• Problem to work on
List every line in this data where the string "target" occurs.

• Records to process

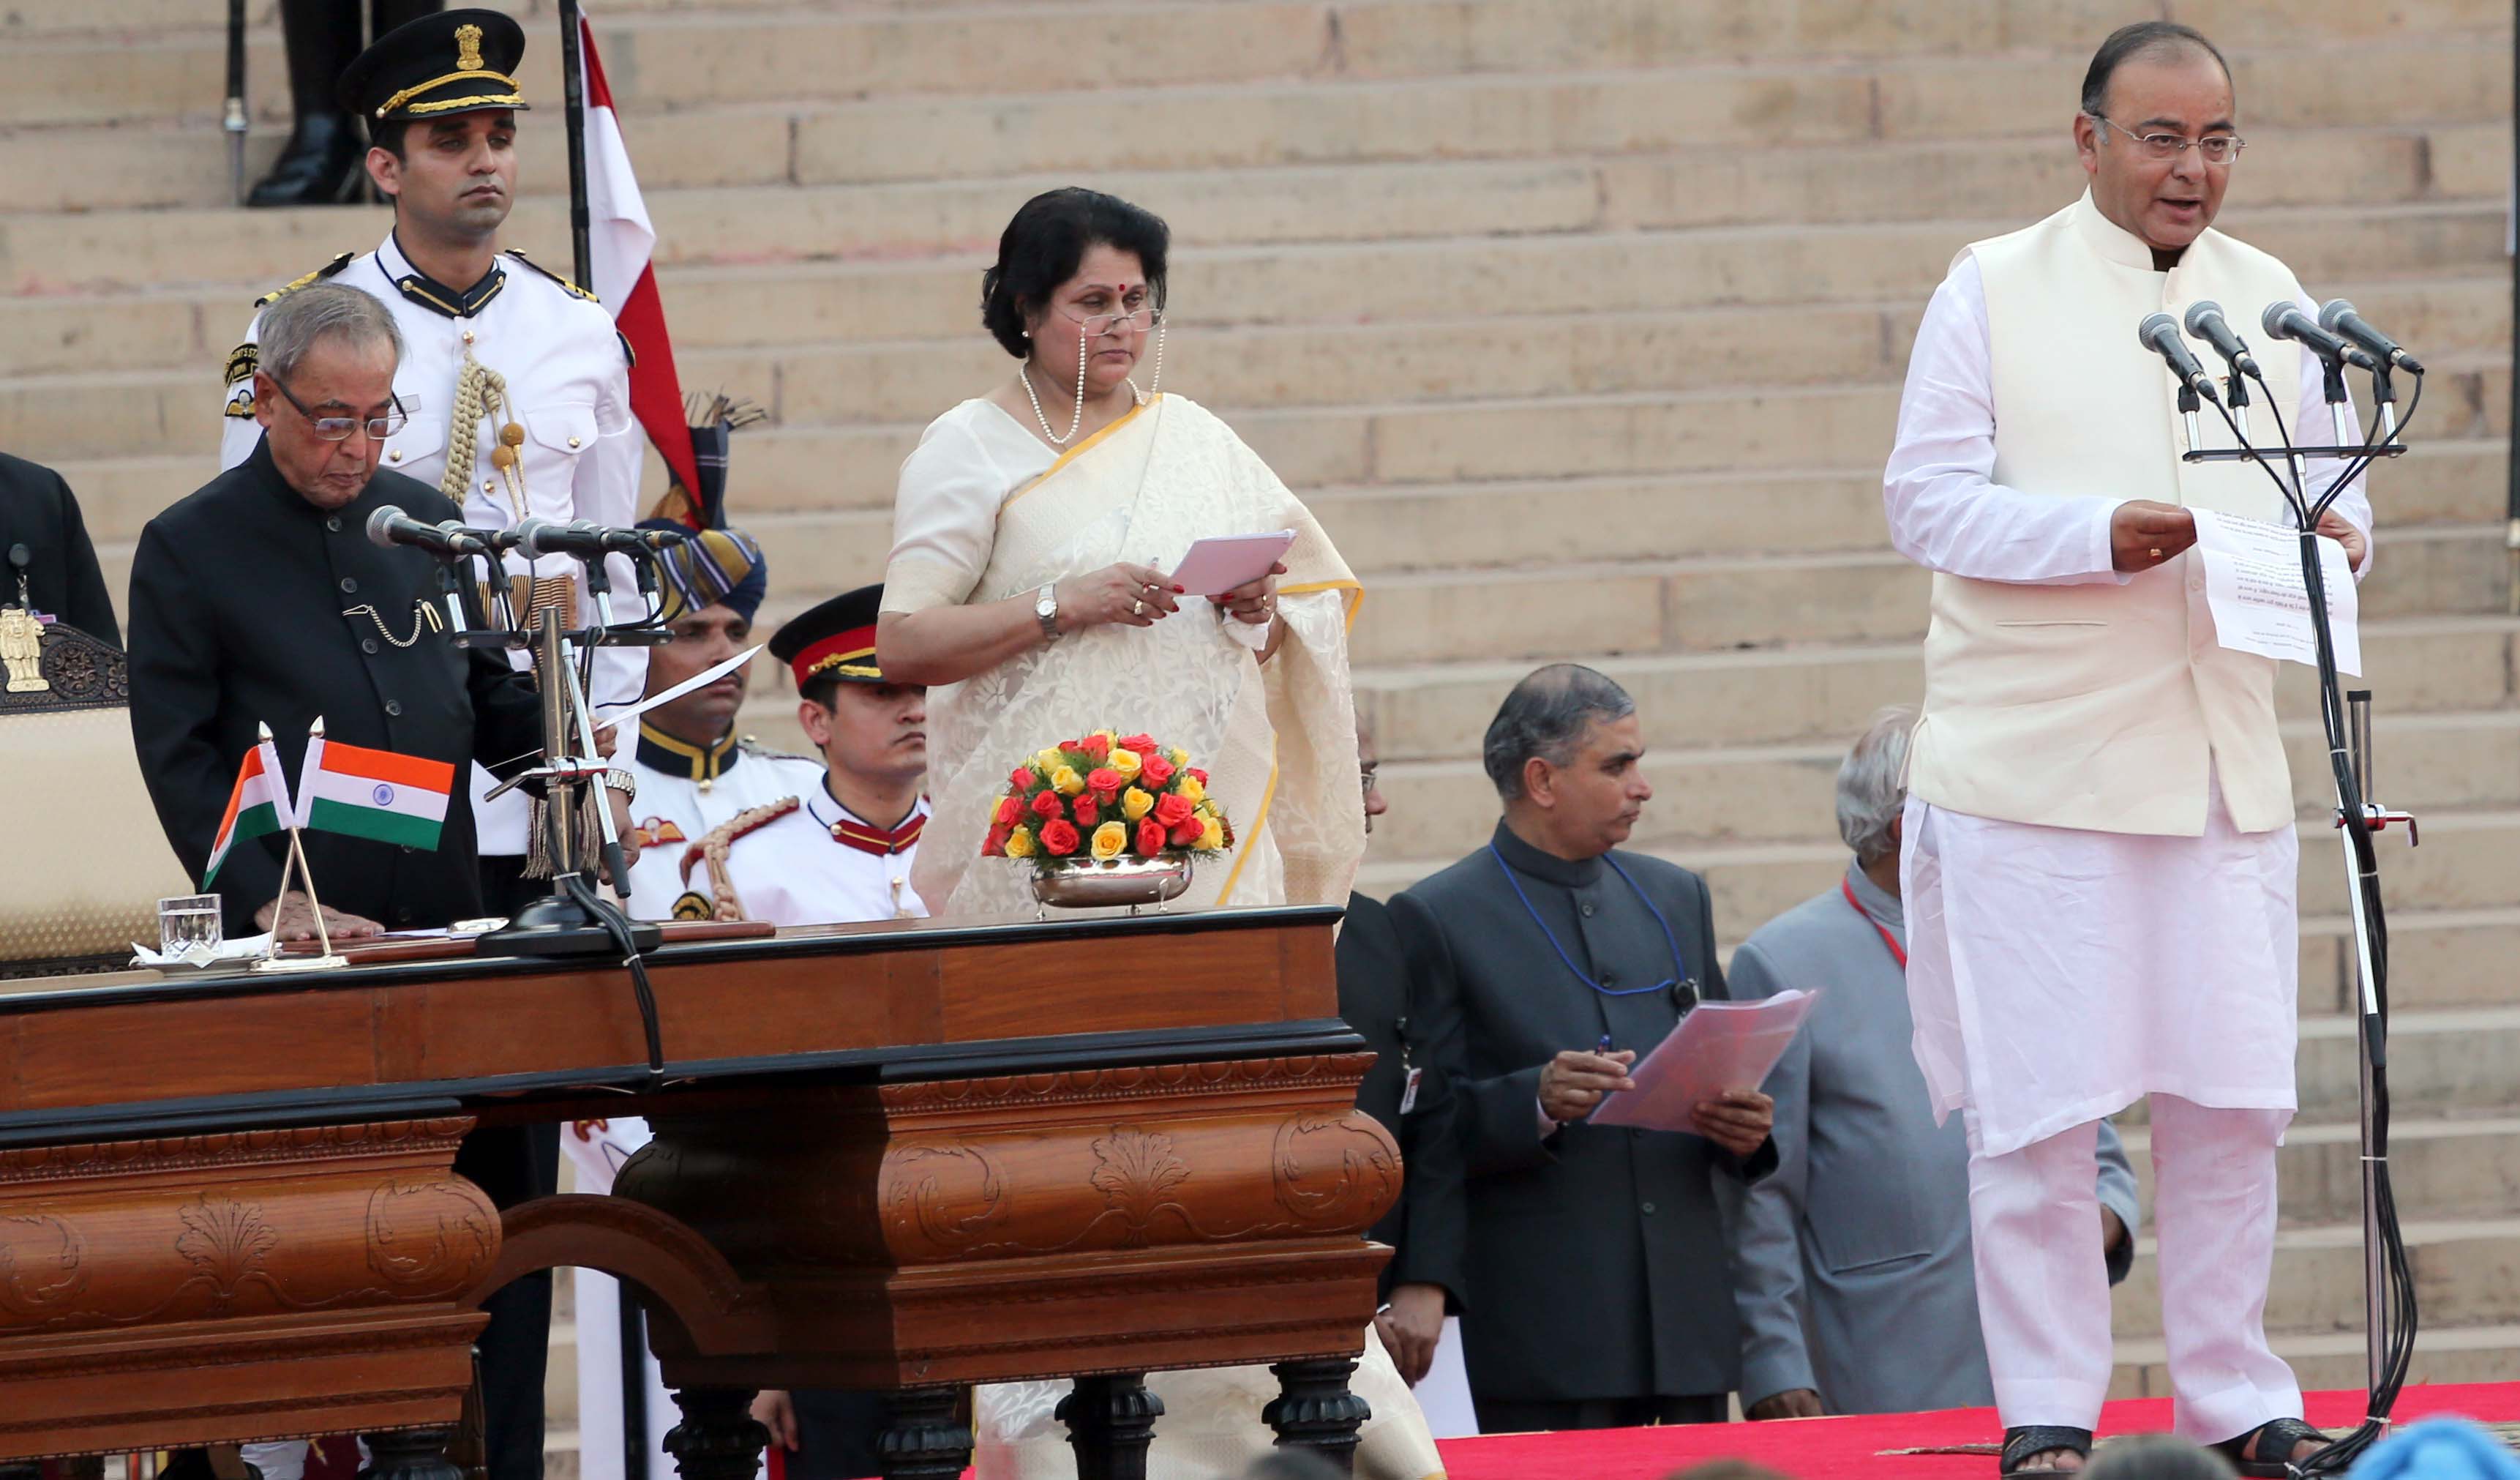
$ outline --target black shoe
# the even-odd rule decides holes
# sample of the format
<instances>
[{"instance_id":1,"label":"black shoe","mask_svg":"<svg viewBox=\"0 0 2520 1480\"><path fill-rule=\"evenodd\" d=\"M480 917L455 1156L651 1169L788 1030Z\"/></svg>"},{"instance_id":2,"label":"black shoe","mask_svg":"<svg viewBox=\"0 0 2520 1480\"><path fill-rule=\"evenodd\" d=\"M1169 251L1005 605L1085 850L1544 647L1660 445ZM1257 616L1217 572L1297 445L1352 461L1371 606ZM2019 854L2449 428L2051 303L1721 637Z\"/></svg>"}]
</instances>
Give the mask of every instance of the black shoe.
<instances>
[{"instance_id":1,"label":"black shoe","mask_svg":"<svg viewBox=\"0 0 2520 1480\"><path fill-rule=\"evenodd\" d=\"M251 194L248 206L338 206L359 198L367 179L367 145L348 114L309 114L297 120L289 147Z\"/></svg>"}]
</instances>

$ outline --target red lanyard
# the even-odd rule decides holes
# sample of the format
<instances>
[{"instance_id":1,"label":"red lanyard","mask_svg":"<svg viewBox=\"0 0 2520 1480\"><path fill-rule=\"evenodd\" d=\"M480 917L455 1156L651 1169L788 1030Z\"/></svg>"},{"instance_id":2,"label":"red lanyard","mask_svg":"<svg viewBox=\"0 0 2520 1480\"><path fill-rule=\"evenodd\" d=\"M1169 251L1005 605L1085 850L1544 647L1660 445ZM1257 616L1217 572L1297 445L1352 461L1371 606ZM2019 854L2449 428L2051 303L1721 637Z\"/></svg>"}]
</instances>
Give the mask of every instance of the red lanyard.
<instances>
[{"instance_id":1,"label":"red lanyard","mask_svg":"<svg viewBox=\"0 0 2520 1480\"><path fill-rule=\"evenodd\" d=\"M1838 880L1838 881L1837 881L1837 892L1838 892L1839 894L1842 894L1842 895L1846 896L1846 907L1847 907L1847 908L1854 910L1857 914L1864 915L1864 923L1865 923L1865 924L1869 925L1869 926L1871 926L1873 929L1875 929L1875 930L1877 930L1877 931L1881 932L1881 944L1890 948L1890 955L1891 955L1891 957L1892 957L1894 960L1896 960L1896 961L1899 963L1899 969L1900 969L1901 971L1905 971L1905 970L1907 970L1907 969L1908 969L1908 952L1907 952L1907 950L1906 950L1903 947L1901 947L1901 946L1900 946L1900 944L1899 944L1899 938L1898 938L1897 936L1894 936L1894 935L1892 935L1892 934L1890 933L1890 927L1889 927L1889 926L1884 925L1884 924L1882 924L1879 920L1876 920L1876 919L1872 918L1872 916L1871 916L1871 915L1869 915L1869 914L1866 914L1866 913L1865 913L1864 906L1863 906L1863 905L1861 905L1861 904L1858 904L1857 902L1855 902L1855 884L1854 884L1854 881L1852 881L1852 880L1850 880L1850 879L1840 879L1840 880Z\"/></svg>"}]
</instances>

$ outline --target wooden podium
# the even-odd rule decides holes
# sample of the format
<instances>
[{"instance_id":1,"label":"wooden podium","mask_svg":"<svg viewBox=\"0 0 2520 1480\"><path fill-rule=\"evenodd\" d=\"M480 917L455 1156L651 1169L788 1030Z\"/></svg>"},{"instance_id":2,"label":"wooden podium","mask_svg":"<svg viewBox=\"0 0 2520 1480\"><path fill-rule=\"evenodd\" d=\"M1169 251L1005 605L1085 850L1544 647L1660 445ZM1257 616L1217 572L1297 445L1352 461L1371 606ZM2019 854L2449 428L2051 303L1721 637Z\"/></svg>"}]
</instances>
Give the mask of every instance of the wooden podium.
<instances>
[{"instance_id":1,"label":"wooden podium","mask_svg":"<svg viewBox=\"0 0 2520 1480\"><path fill-rule=\"evenodd\" d=\"M0 1477L37 1457L355 1430L443 1458L479 1303L609 1272L693 1480L761 1387L893 1393L885 1474L959 1475L958 1390L1074 1378L1087 1476L1143 1473L1145 1373L1277 1364L1344 1461L1389 1251L1328 908L669 944L665 1068L610 961L123 974L0 995ZM502 1216L475 1124L643 1115L609 1197Z\"/></svg>"}]
</instances>

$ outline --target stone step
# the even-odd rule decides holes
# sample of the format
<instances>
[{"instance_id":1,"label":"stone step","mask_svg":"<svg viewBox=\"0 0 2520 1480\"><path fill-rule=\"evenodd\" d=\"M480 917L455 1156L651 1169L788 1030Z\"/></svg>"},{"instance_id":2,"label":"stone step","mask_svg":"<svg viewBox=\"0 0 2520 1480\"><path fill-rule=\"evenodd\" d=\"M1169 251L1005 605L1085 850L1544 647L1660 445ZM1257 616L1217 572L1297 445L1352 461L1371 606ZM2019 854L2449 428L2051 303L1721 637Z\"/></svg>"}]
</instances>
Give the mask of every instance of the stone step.
<instances>
[{"instance_id":1,"label":"stone step","mask_svg":"<svg viewBox=\"0 0 2520 1480\"><path fill-rule=\"evenodd\" d=\"M2137 1190L2149 1209L2151 1129L2139 1118L2122 1116L2120 1123ZM2362 1130L2350 1114L2294 1123L2276 1153L2276 1201L2286 1226L2361 1225L2362 1149ZM2520 1198L2520 1120L2407 1115L2390 1129L2389 1176L2407 1220L2509 1217Z\"/></svg>"},{"instance_id":2,"label":"stone step","mask_svg":"<svg viewBox=\"0 0 2520 1480\"><path fill-rule=\"evenodd\" d=\"M780 582L781 588L786 582ZM1369 591L1367 600L1372 599ZM2520 622L2499 615L2398 618L2362 626L2365 666L2383 714L2501 708L2520 701ZM1886 704L1913 703L1924 678L1912 642L1752 652L1672 653L1595 660L1618 679L1660 734L1683 722L1696 745L1803 742L1844 746ZM1385 763L1466 760L1528 662L1363 668L1360 707ZM2314 713L2312 674L2288 665L2284 713ZM2381 777L2391 772L2383 749Z\"/></svg>"},{"instance_id":3,"label":"stone step","mask_svg":"<svg viewBox=\"0 0 2520 1480\"><path fill-rule=\"evenodd\" d=\"M19 9L26 10L21 0ZM550 7L510 0L525 12L529 44L522 81L528 96L557 97ZM2341 14L2343 0L2308 9L2340 12L2333 28L2286 7L2280 34L2354 37L2374 53L2432 41L2439 32L2508 33L2509 18L2481 0L2399 8L2420 20L2373 23ZM1324 7L1301 0L1229 5L1118 3L1062 5L1059 37L1068 55L1101 59L1091 69L1045 67L1042 23L1024 7L708 6L639 14L608 7L598 32L607 70L625 99L690 108L729 97L844 100L921 93L1027 94L1044 89L1128 88L1286 78L1405 78L1453 73L1635 69L1688 67L1708 57L1781 58L2021 54L2071 58L2070 69L2038 84L1996 90L2010 100L2044 95L2053 110L2072 96L2080 64L2105 29L2070 9L1945 7L1929 15L1884 15L1847 0L1760 7L1674 7L1659 0L1400 0ZM185 100L215 112L223 86L220 13L170 14L168 0L106 0L81 7L75 26L57 18L40 27L0 24L13 35L14 66L0 69L0 120L111 120L135 116L140 99ZM268 14L267 9L263 12ZM2184 12L2182 12L2184 14ZM189 23L189 24L187 23ZM2269 33L2235 18L2228 35ZM175 25L181 29L164 30ZM250 37L252 96L279 98L277 28ZM2479 48L2480 50L2482 48ZM120 58L98 55L119 50ZM2445 53L2454 63L2457 54ZM2405 85L2385 69L2374 91L2456 99L2490 95L2491 70L2447 76L2408 69ZM2324 93L2328 74L2281 65L2235 64L2244 91ZM273 79L264 81L264 78ZM2467 86L2461 88L2459 81ZM2506 79L2507 80L2507 79ZM119 84L117 86L117 84ZM2040 85L2044 84L2044 85ZM23 91L21 92L21 89ZM1922 94L1924 85L1914 91ZM190 100L199 99L198 103ZM162 106L162 105L161 105ZM1100 120L1096 120L1099 124ZM1098 131L1101 131L1098 128Z\"/></svg>"},{"instance_id":4,"label":"stone step","mask_svg":"<svg viewBox=\"0 0 2520 1480\"><path fill-rule=\"evenodd\" d=\"M2335 829L2314 821L2301 824L2300 834L2303 914L2342 915L2345 886ZM1652 852L1705 875L1714 896L1715 933L1728 943L1836 888L1846 871L1846 850L1834 839ZM1356 887L1387 898L1465 854L1408 856L1377 846L1368 853ZM2423 819L2421 847L2409 848L2394 837L2384 845L2381 898L2392 911L2408 913L2520 906L2520 869L2511 867L2514 857L2520 857L2520 810L2436 812Z\"/></svg>"},{"instance_id":5,"label":"stone step","mask_svg":"<svg viewBox=\"0 0 2520 1480\"><path fill-rule=\"evenodd\" d=\"M2291 1364L2304 1392L2332 1392L2362 1386L2366 1366L2362 1333L2325 1331L2308 1335L2271 1336L2275 1355ZM2416 1383L2508 1382L2520 1371L2520 1325L2435 1325L2427 1320L2415 1333L2415 1355L2408 1380ZM2109 1384L2111 1398L2172 1396L2170 1367L2158 1338L2133 1338L2117 1343L2117 1370Z\"/></svg>"},{"instance_id":6,"label":"stone step","mask_svg":"<svg viewBox=\"0 0 2520 1480\"><path fill-rule=\"evenodd\" d=\"M2305 1011L2350 1012L2362 1001L2353 922L2344 915L2302 921L2301 994ZM2520 909L2437 909L2389 917L2392 1008L2507 1004L2520 989L2511 962L2520 959Z\"/></svg>"},{"instance_id":7,"label":"stone step","mask_svg":"<svg viewBox=\"0 0 2520 1480\"><path fill-rule=\"evenodd\" d=\"M1837 835L1833 799L1843 742L1683 748L1675 742L1689 737L1660 732L1672 722L1666 717L1649 733L1659 743L1643 768L1656 796L1628 846L1660 851ZM2283 729L2302 815L2328 814L2326 742L2309 721ZM2418 816L2520 807L2520 709L2398 716L2375 720L2374 729L2389 805ZM1385 761L1381 785L1391 810L1374 823L1378 847L1411 856L1459 856L1495 826L1496 790L1475 760Z\"/></svg>"},{"instance_id":8,"label":"stone step","mask_svg":"<svg viewBox=\"0 0 2520 1480\"><path fill-rule=\"evenodd\" d=\"M2409 1220L2402 1226L2422 1310L2455 1313L2462 1325L2520 1320L2520 1221ZM2110 1326L2121 1341L2161 1335L2159 1256L2157 1240L2147 1234L2136 1245L2135 1268L2111 1292ZM2364 1310L2359 1221L2286 1228L2275 1236L2274 1278L2267 1291L2270 1332L2359 1333Z\"/></svg>"}]
</instances>

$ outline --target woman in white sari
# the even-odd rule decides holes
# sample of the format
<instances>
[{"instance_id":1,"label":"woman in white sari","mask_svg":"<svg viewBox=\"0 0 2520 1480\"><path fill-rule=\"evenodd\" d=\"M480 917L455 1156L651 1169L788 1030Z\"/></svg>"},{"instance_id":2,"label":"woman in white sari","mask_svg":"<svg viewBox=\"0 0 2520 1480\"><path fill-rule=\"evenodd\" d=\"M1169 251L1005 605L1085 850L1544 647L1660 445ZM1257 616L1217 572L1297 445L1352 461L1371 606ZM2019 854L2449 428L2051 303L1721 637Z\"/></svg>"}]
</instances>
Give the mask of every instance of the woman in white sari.
<instances>
[{"instance_id":1,"label":"woman in white sari","mask_svg":"<svg viewBox=\"0 0 2520 1480\"><path fill-rule=\"evenodd\" d=\"M933 814L912 885L939 916L1030 912L1026 865L983 858L1010 767L1098 729L1188 751L1236 844L1192 905L1344 903L1365 851L1347 624L1360 590L1296 497L1226 425L1160 391L1162 221L1059 190L1008 224L982 317L1022 363L931 423L902 465L876 644L924 683ZM1152 373L1132 379L1152 342ZM1063 414L1062 414L1063 413ZM1210 602L1165 572L1192 541L1291 529L1279 570ZM1282 579L1281 578L1282 578ZM1266 1367L1158 1372L1150 1475L1268 1452ZM1357 1473L1424 1480L1441 1461L1369 1331L1373 1410ZM983 1388L981 1480L1075 1473L1052 1415L1064 1384Z\"/></svg>"}]
</instances>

• Result
$ outline --target black shoe
$ outline --target red lanyard
$ outline --target wooden podium
$ outline --target stone step
$ outline --target woman in white sari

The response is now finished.